It was under this parameter that Karis Wilson, a high school senior at NorKam Secondary School, was sent home several months ago.
On February 23, Karis went to school wearing a white long-sleeved turtleneck beneath a black dress. Her father, Christopher, said she was “feeling good about herself” and was “ready to learn.”
But, as Christopher recounted on social media, Karis’s teacher told her that the outfit made, or could make, her or the teacher’s assistant, who is male, “feel uncomfortable.”
The Karis was removed from class, taken to the principle’s office, and left to walk home in tears, Christopher said.
“I can’t even explain how disappointing it is that in 2021, for a teacher to centre a student out and say what you’re wearing is making people feel uncomfortable,” Christopher said.
He called the measure regarding distracting clothing, “disturbing,” and questioned why it was “in the dress code in a high school in 2021.”

* **EXERCISE MATERIALS**:

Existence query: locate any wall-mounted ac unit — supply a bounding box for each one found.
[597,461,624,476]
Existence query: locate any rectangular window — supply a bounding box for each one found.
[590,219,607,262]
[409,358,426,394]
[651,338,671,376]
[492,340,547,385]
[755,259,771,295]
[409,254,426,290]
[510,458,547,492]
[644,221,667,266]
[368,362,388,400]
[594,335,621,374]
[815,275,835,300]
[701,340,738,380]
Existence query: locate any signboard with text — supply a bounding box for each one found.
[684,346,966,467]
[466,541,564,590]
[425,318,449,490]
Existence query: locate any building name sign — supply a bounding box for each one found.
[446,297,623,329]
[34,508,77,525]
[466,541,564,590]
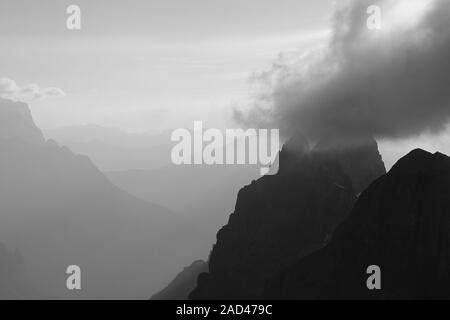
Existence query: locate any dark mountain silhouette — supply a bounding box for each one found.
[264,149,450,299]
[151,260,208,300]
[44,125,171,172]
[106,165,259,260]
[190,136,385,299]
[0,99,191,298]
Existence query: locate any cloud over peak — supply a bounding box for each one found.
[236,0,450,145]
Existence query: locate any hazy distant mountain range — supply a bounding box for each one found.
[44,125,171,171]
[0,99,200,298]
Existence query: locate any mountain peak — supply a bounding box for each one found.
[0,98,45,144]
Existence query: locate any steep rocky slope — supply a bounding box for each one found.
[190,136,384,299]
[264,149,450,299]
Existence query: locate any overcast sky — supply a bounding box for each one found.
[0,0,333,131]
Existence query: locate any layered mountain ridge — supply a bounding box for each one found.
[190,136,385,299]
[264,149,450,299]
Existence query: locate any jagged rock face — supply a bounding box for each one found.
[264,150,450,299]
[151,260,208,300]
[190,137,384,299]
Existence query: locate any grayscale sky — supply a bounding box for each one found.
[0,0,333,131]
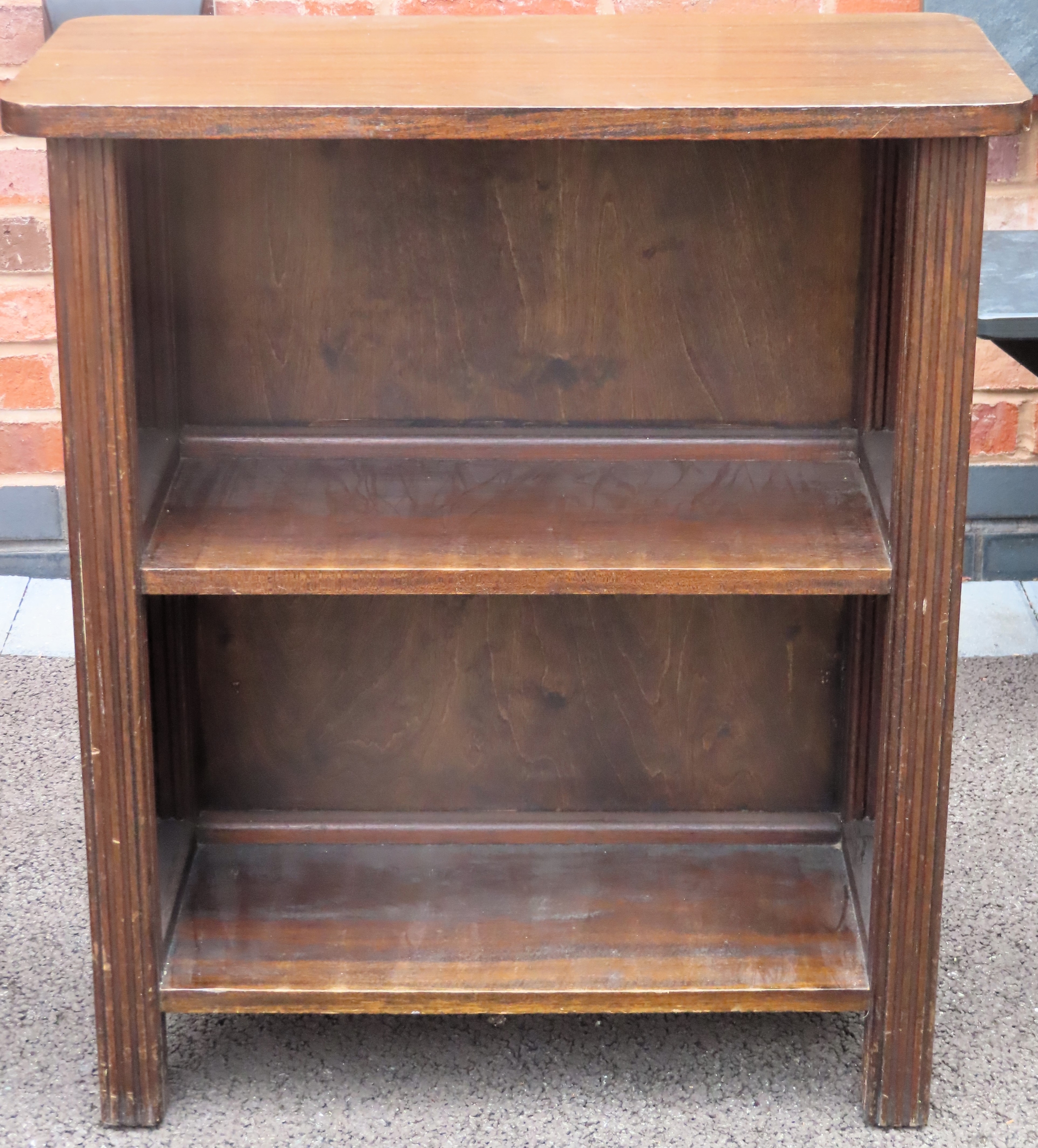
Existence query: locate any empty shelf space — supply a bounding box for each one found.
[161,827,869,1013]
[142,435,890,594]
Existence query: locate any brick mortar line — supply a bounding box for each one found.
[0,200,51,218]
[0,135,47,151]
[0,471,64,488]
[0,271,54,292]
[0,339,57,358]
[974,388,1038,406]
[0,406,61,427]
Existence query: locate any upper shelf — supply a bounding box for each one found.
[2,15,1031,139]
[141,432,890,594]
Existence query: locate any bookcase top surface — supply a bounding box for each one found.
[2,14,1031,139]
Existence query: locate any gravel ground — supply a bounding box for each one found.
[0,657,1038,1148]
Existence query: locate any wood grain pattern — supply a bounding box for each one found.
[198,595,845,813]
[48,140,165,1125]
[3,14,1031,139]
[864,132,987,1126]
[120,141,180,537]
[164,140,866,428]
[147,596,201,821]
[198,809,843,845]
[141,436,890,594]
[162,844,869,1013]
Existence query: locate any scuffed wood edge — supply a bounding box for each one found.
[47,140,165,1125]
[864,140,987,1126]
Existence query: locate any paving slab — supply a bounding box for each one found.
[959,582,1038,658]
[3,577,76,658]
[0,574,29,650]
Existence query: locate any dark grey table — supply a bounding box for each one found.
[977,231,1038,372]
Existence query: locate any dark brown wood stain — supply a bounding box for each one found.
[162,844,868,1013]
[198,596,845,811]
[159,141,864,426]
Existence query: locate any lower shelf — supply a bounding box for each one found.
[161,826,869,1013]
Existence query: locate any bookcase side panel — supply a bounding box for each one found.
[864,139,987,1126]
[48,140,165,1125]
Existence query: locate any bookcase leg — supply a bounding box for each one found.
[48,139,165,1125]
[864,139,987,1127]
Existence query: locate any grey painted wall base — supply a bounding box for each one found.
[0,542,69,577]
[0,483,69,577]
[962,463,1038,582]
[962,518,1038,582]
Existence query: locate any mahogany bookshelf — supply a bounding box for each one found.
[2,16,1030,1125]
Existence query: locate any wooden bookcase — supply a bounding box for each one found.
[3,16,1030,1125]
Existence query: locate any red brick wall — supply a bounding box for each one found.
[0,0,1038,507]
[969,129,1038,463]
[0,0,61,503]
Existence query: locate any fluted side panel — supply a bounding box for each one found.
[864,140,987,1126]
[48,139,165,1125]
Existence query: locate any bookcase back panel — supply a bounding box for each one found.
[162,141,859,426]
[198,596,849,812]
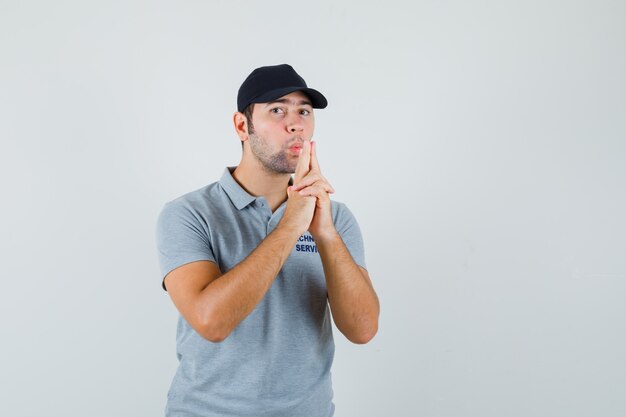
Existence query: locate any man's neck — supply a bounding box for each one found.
---
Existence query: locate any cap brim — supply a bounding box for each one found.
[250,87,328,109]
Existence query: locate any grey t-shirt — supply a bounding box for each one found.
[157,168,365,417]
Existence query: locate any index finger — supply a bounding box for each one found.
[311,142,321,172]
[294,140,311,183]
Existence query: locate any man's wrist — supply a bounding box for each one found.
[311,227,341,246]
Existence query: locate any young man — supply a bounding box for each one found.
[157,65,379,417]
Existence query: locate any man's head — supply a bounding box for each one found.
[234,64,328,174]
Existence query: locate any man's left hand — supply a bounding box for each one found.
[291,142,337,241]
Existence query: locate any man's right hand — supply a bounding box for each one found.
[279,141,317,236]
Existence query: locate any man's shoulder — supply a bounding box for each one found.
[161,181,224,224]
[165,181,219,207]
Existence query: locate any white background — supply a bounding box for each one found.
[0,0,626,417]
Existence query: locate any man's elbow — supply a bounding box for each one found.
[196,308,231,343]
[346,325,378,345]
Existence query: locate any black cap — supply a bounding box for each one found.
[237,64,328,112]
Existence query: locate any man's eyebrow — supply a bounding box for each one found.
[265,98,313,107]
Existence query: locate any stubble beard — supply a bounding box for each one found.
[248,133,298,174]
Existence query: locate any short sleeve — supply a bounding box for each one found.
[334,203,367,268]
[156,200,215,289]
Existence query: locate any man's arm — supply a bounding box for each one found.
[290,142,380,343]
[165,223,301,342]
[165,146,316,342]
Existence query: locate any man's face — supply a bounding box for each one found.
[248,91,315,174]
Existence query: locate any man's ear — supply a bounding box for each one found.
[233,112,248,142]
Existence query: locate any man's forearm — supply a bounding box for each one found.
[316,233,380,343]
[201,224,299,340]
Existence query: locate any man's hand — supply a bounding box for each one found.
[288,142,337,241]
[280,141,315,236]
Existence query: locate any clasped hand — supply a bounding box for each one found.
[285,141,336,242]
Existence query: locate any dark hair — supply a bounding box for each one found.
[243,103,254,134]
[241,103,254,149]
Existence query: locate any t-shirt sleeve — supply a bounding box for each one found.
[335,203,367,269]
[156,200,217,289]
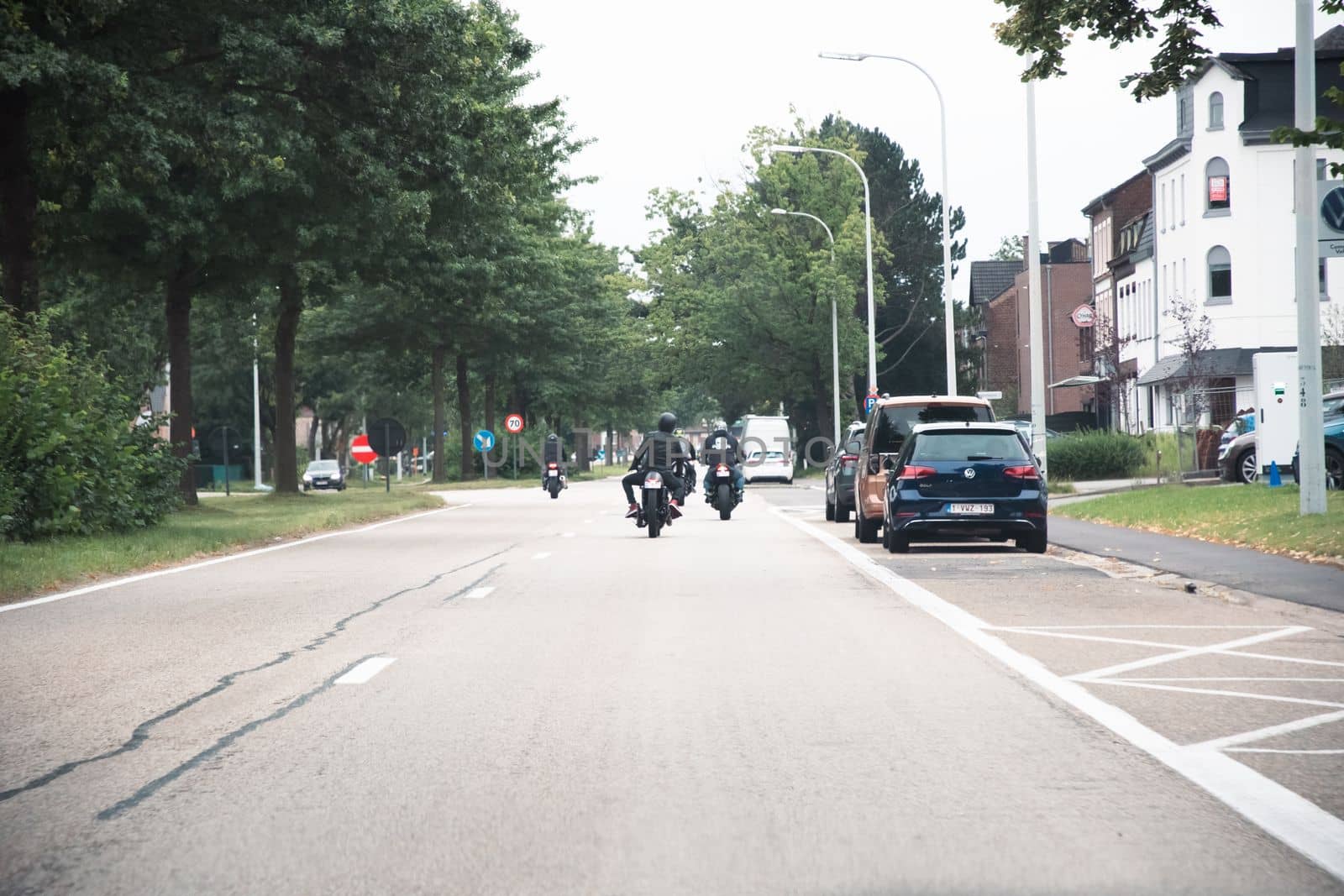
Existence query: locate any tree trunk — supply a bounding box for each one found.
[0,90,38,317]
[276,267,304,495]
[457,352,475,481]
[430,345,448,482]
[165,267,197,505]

* **TASKS TO CARRY OUT**:
(a) In the entries, switch "rectangular" to "square" and write out the lines starting at the one containing "Existence query: locate any wall-mounted" and ending at the one containing "[425,318,449,490]", with everything else left the same.
(b) Resume the account of the high school student sent home over her outfit, continuing from its last sentence.

* **ANSWERS TO THE PROBLEMS**:
(a)
Existence query: locate any wall-mounted ac unit — supply a bounding box for each one found.
[597,461,624,476]
Existence query: locate any square window — supply a bounding box for each one found.
[590,219,607,262]
[409,358,426,394]
[651,338,671,376]
[492,340,547,385]
[755,259,771,295]
[409,254,426,290]
[510,458,547,492]
[644,221,667,266]
[368,362,388,400]
[594,335,621,374]
[815,275,835,300]
[701,340,738,380]
Existence query: locate any signboard with text — supply a bounding box for each one found.
[684,346,966,467]
[466,541,564,590]
[425,318,449,490]

(b)
“How about if you’re a teacher and you’re distracted by clothing that your students are wearing, you’re in the wrong profession,” Christopher said.
According to the district, the Kamloops Sexual Assault Counselling Centre and the Aboriginal Education Council were among those involved in amending the dress code.
“Having students directly involved in the revision of this dress code was an important part of this work,” said Bill Hamblett, Kamloops-Thompson’s assistant superintendent.
“It will also provide principals with the direction they need to ensure the school dress code is current and equitable across the district.”